Problem to solve:
Of all the lines in the records below, copy only those that contain the string "When".

Saved entries
####################

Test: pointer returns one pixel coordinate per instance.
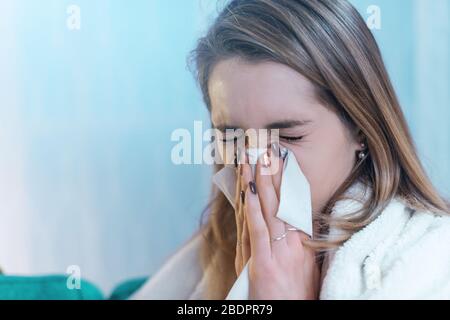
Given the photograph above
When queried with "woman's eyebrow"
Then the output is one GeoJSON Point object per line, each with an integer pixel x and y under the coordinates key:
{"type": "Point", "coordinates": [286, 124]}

####################

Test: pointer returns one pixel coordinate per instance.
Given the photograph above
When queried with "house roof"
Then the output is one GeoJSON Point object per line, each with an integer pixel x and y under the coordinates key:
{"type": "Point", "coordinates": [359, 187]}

####################

Solution:
When queried with "woman's eyebrow"
When queried with "house roof"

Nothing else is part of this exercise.